The coastguard helicopter was on the front and the lifeboat launched looking for a missing toddler, blinking heck those ’copters are noisy. A hilly walk round to Teignmouth with the last part walking along a sea wall between the rail track and the sea was great. It had cleared enough to look back across the estuary and see where we had come from. Bill turned up after dropping the gear off at the hotel but no time to stop it, was onto the harbour and catch our second ferry to Shaldon, luckily they run every ten minutes.

From here the walk got strenuous and it was up and down all the way to Maidencombe with Ray and Judy struggling a bit and even The Goons feeling it by the end. Bugger! — The pub was shut, so off to another — a fine meal and a few sherbets. You could see right back across to Seaton when we had finished and again our visitors could not believe the ground we had covered in the last two days or they in the last day. Got to go — late for breakfast!

Ah! the next night, bit short of time last night as an 86 mile round trip to pick up the car and Chippy and family down for a few beers so a late one and no time for a report until Saturday.

Highlight of the day was seeing Silly Cones Bitch wearing my Galway tour shirt from lunchtime onwards as she was soaked through by lunch. Madness of the day was not going back to the hotel (which was ten minutes away) when we had finished the walk and going to the pub for dinner. Must check the maps more.


DAY 8  -  Saturday 4th June 2005

Maidencombe to Brixham
Walking: Paul, Judy, Ray, Keith, Anita, Robbie, Amber, Matt.
Paul and Judy: Melville Hotel.
                All others: Westbury Guest House (01803 851684)

Arriving tonight:
Nic and Amy - just visiting!
Who's Who? Nic = Nikki Dutton; Amy = Amy Dutton (Nic's daughter).

The hotel last night was a throw back from the seventies with the proverbial pub singer and organ so we frequented the Kent Tavern just down the road. Barty and the girls arrived back in time for last orders, so back to the hotel for a night cap and bed by 12.30am. The sun was trying to shine through when we awoke and as breakfast was not being served until 8.30am and we had to drive back to Maidencombe we never got going until 10.10am. Still we pointed out where we had come from over the last two days and where we were going and Robbie's face was “No Way, Man”. It was a bit up and down but not as bad as the finish yesterday. The scenery was great with little coves nestled among the rocks and still the red cliffs falling into the very calm sea. We had soon passed Babbacombe, last night’s stop, and on round to Hopes Nose where the scenery was matched by the properties. From here you can look out over Shag Rock, Little Shag etc. We also had a piper pipe up us onto the hill. We don't know if he was just practising or what. From here we had to walk two thirds of a circle right round Torbay and you could see the finish point in Brixham across the bay. We were soon into Torquay but the path approach was great and we met Bill for lunch by the harbour. We were soon on our way round the bay walking right along the prom and past the Palm Beach Hotel — those of you who toured down here with us a few years ago might remember. Unfortunately is is now shut down and looking a bit derelict.
_ _ _ _ _ _ _
Problems and tasks:
A – Decide whether each statement agrees with the walking diary, giving yes or no along with the words of the diary that settle it: (i) the ferries to Shaldon run every ten minutes; (ii) the first pub the group tried at Maidencombe was open; (iii) breakfast on the Saturday morning was served from 7.30am.
B – Extend the walking diary by writing on from its final sentence, in the same voice.
The listing that comes next has nothing to do with the walking diary.

Supplied data:
_ _ _ _ _ _ _
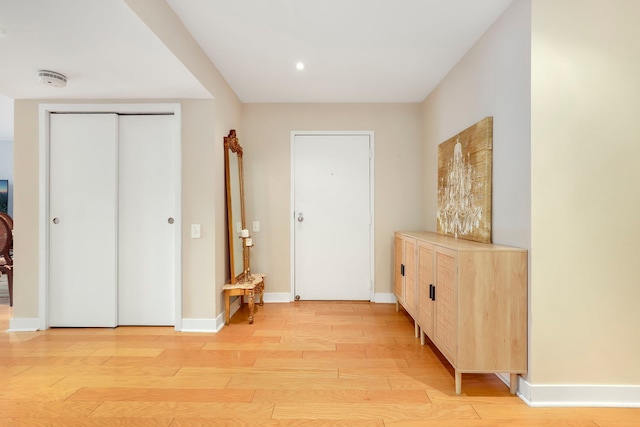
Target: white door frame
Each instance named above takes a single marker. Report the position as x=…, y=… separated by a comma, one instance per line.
_ _ _ _ _ _ _
Results of the tasks:
A –
(i) Yes: "luckily they run every ten minutes."
(ii) No: "The pub was shut, so off to another"
(iii) No: "breakfast was not being served until 8.30am"

B –
The weather had brightened and apart from a couple of heavy showers, where we took shelter under the trees, it was fine. Soon through Paignton where we met Bill for a cuppa and cake, then on to the final stretch. At Elderberry Cove Ray decided to go for a dip, but I tell you what he was not in for long. I will translate his Geordie for you and he said it was very cold. We also had a play with a twelve week old retriever. Robbie and I played skimmers rather than go for a dip, much more sensible!

The final three miles by Brixham Golf Club were soon under our belt and we arrived into the harbour at Brixham, quite a big fishing port. Straight into “The Bullers” for a Speckled Hen or two, where The Goons turned up having kindly dropped Keith's car off at Sunday night’s stop. Up to the hotels, quick change and a bit of a panic, as Chippy thinks Pool Champion Bitch (Anita) has lost his wallet and onto the restaurant. What a meal! The best we have all had in years — it was fantastic! Half way through they even let off a massive firework display from the middle of the harbour which Chippy assures me he arranged!

Another day completed by all, although today could be different as we have ten miles of strenuous followed by ten miles of moderate and it is raining, so think of us mad bastards.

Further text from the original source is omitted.